▶ _Set exercise_
Reproduce the following listing word for word, keeping every line unchanged.
** Start of Input **
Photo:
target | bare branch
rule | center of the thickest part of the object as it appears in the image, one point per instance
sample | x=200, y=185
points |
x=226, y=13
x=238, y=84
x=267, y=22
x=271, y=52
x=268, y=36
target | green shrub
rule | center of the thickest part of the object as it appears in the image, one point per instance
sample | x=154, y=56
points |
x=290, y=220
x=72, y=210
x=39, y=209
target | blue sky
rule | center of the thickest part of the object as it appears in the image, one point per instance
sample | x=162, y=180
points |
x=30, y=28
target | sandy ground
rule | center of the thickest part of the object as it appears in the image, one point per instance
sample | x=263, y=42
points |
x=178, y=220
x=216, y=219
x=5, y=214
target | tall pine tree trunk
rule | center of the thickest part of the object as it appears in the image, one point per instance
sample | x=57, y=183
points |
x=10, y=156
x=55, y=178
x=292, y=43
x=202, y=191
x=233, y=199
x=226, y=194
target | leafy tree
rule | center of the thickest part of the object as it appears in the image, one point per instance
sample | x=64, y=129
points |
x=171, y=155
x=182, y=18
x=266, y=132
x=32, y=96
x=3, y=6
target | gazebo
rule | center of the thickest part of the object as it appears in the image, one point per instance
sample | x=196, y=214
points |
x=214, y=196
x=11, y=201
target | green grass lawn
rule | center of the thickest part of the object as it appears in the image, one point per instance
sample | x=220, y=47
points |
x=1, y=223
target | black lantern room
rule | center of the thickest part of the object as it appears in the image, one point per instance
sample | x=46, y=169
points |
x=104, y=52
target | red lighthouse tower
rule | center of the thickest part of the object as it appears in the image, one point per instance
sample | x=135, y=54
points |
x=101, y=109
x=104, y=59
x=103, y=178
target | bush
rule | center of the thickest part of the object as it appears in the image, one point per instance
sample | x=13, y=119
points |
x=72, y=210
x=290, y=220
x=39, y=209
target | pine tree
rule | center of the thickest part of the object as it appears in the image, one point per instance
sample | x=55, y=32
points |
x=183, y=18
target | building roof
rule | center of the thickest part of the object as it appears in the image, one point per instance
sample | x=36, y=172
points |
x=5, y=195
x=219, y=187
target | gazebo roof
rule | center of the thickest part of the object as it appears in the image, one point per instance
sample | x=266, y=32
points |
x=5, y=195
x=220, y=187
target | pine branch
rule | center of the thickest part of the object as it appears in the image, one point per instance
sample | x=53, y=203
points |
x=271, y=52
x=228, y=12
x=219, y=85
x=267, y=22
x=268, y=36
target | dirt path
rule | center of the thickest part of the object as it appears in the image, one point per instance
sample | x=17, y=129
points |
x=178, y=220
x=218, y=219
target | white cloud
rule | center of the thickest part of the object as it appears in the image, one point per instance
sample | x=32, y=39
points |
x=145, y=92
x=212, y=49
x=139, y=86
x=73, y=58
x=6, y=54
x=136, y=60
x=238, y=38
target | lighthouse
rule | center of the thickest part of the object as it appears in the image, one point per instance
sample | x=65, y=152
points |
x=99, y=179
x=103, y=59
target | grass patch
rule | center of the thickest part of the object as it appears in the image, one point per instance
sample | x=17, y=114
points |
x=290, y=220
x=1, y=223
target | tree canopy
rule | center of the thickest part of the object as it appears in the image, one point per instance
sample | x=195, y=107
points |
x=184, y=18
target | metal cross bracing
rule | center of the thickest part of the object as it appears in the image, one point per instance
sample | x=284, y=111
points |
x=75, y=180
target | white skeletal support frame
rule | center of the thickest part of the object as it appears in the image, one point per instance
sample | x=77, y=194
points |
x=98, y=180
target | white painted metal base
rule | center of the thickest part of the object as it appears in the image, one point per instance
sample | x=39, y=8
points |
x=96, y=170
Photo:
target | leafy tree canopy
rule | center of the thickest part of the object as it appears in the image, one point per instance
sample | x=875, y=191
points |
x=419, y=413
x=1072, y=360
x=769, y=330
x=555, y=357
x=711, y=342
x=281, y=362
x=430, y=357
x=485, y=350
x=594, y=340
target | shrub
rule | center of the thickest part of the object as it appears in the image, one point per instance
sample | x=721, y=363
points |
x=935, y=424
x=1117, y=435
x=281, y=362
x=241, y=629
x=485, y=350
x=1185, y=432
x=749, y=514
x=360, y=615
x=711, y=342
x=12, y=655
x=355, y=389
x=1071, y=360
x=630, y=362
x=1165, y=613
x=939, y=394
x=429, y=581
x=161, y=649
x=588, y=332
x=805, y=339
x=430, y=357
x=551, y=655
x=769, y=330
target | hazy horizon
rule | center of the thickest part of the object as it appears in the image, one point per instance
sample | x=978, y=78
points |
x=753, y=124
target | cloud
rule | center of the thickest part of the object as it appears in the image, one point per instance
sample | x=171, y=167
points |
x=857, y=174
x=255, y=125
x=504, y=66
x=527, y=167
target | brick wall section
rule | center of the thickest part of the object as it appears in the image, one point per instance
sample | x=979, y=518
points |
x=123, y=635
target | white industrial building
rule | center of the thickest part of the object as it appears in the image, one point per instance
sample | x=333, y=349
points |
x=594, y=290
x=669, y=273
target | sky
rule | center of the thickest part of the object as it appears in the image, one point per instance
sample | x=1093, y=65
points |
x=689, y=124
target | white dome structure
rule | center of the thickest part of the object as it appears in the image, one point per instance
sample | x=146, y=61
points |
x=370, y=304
** End of Input **
▶ _Solution to this problem_
Photo:
target | bare branch
rule | center of the thickest part of the object as it appears in the image, one point per instance
sample | x=200, y=185
points |
x=226, y=13
x=238, y=84
x=267, y=22
x=271, y=52
x=268, y=36
target | green shrub
rule | center of the thickest part of the object as it appears in the image, one point per instance
sample | x=154, y=56
points |
x=290, y=220
x=72, y=210
x=39, y=209
target | blue sky
rule | center of the thickest part of the object as it appears in the image, one point per instance
sample | x=162, y=180
points |
x=30, y=28
target | sandy ground
rule | center of the thickest part of the object as it appears in the image, one point per instance
sample | x=263, y=42
points |
x=178, y=220
x=216, y=219
x=5, y=214
target | tall pine tree trunk
rule | center of the thickest part of the object as it appears in the image, one point per instance
sample | x=57, y=183
points |
x=10, y=156
x=55, y=178
x=292, y=43
x=202, y=191
x=233, y=199
x=226, y=194
target | leafy tree
rule | center of the thickest part of the object as it appears in the image, one point per instance
sample | x=64, y=129
points |
x=171, y=155
x=182, y=18
x=266, y=132
x=32, y=96
x=3, y=6
target | gazebo
rule | center of the thickest part of the object as it appears in the image, one point per instance
sample | x=196, y=214
points |
x=214, y=196
x=11, y=201
target | green grass lawn
rule | center of the thickest part of the object as it appears in the image, one point per instance
sample | x=220, y=47
points |
x=1, y=223
target | black lantern room
rule | center of the thickest part of the object as it appears in the image, one point per instance
sample | x=46, y=169
points |
x=104, y=52
target | red lighthouse tower
rule | center of the thickest part of the object as it appears in the image, one point per instance
sample | x=135, y=54
points |
x=101, y=109
x=104, y=59
x=103, y=178
target | bush
rule | center of the thickest part of the object as it appears in the image, one point per instance
sample | x=13, y=119
points |
x=72, y=210
x=290, y=220
x=39, y=209
target | pine tree
rule | center of the thickest part of the object as it appears in the image, one point per instance
sample | x=55, y=32
points |
x=183, y=18
target | building roof
rule | center of the thickest part of the object as it appears in the image, one point per instance
sample | x=36, y=172
points |
x=5, y=195
x=219, y=187
target | gazebo roof
rule | center of the thickest part of the object as it appears in the image, one point per instance
sample | x=266, y=32
points |
x=5, y=195
x=220, y=187
target | pine branch
rule | center of the thickest part of the object as it appears in the image, one point per instance
sample | x=53, y=203
points |
x=271, y=52
x=228, y=12
x=219, y=85
x=267, y=22
x=268, y=36
target | dirt path
rule | center of the thickest part of the object as it appears in the image, one point per instance
sample | x=17, y=129
points |
x=178, y=220
x=218, y=219
target | white cloud
rule | center of the thickest part of the object as it appears in the image, one point per instance
sample | x=32, y=39
points |
x=145, y=92
x=212, y=49
x=139, y=86
x=73, y=58
x=6, y=54
x=136, y=60
x=238, y=38
target | lighthouse
rule | center of the thickest part of the object as it appears in the image, one point per instance
sample | x=65, y=152
points |
x=99, y=179
x=103, y=59
target | grass patch
rule | center of the thickest part of the object as it appears in the image, one point per instance
sample | x=17, y=114
points |
x=290, y=220
x=1, y=223
target | tree canopy
rule | center of the thickest part of the object as it appears in the image, one point per instance
sample | x=195, y=107
points |
x=184, y=18
target | metal cross bracing
rule | center of the thickest part of the object as it appears in the image, one point per instance
sample | x=284, y=111
points |
x=75, y=180
target | white skeletal support frame
rule | center of the thickest part of the object as it appears in the image, one point per instance
sample | x=77, y=194
points |
x=98, y=180
target | white painted metal base
rule | center of the thickest part of the object as it appears in the image, one point per instance
sample | x=39, y=8
points |
x=96, y=170
Photo:
target | leafy tree canopy
rule | center of the thickest part of the object as it appears in the image, one point per instance
sample | x=875, y=191
points |
x=419, y=413
x=1072, y=360
x=769, y=330
x=555, y=357
x=711, y=342
x=281, y=362
x=430, y=357
x=485, y=350
x=594, y=340
target | shrub
rule | center of the thickest part of the object as it appears in the image, one point per instance
sample | x=721, y=363
points |
x=935, y=424
x=1117, y=435
x=281, y=362
x=241, y=629
x=485, y=350
x=1185, y=432
x=749, y=514
x=360, y=615
x=711, y=342
x=12, y=655
x=355, y=389
x=1071, y=360
x=630, y=362
x=1165, y=613
x=939, y=394
x=429, y=581
x=161, y=649
x=588, y=332
x=805, y=339
x=430, y=357
x=551, y=655
x=769, y=330
target | hazy horizon
rule | center of the thickest part of the object as it appears in the image, one point per instance
sample | x=978, y=78
points |
x=753, y=124
target | cloud
rule | center of the thickest part of the object as it appears in the image, one point per instance
sample | x=171, y=167
points |
x=857, y=174
x=255, y=125
x=504, y=66
x=527, y=167
target | brick wall section
rule | center of the thickest part of the object as it appears in the image, one point per instance
sample | x=979, y=518
points |
x=123, y=635
target | white industrial building
rule | center of the thickest part of the object as it appears in the image, one point per instance
sample | x=333, y=349
points |
x=594, y=290
x=669, y=273
target | sky
rule | center of the thickest part of the object as it appears in the image, one point per instance
sample | x=1093, y=65
points |
x=689, y=124
target | white dome structure
rule | center of the thickest part of the object as it appears in the image, one point per instance
sample | x=146, y=61
points |
x=370, y=304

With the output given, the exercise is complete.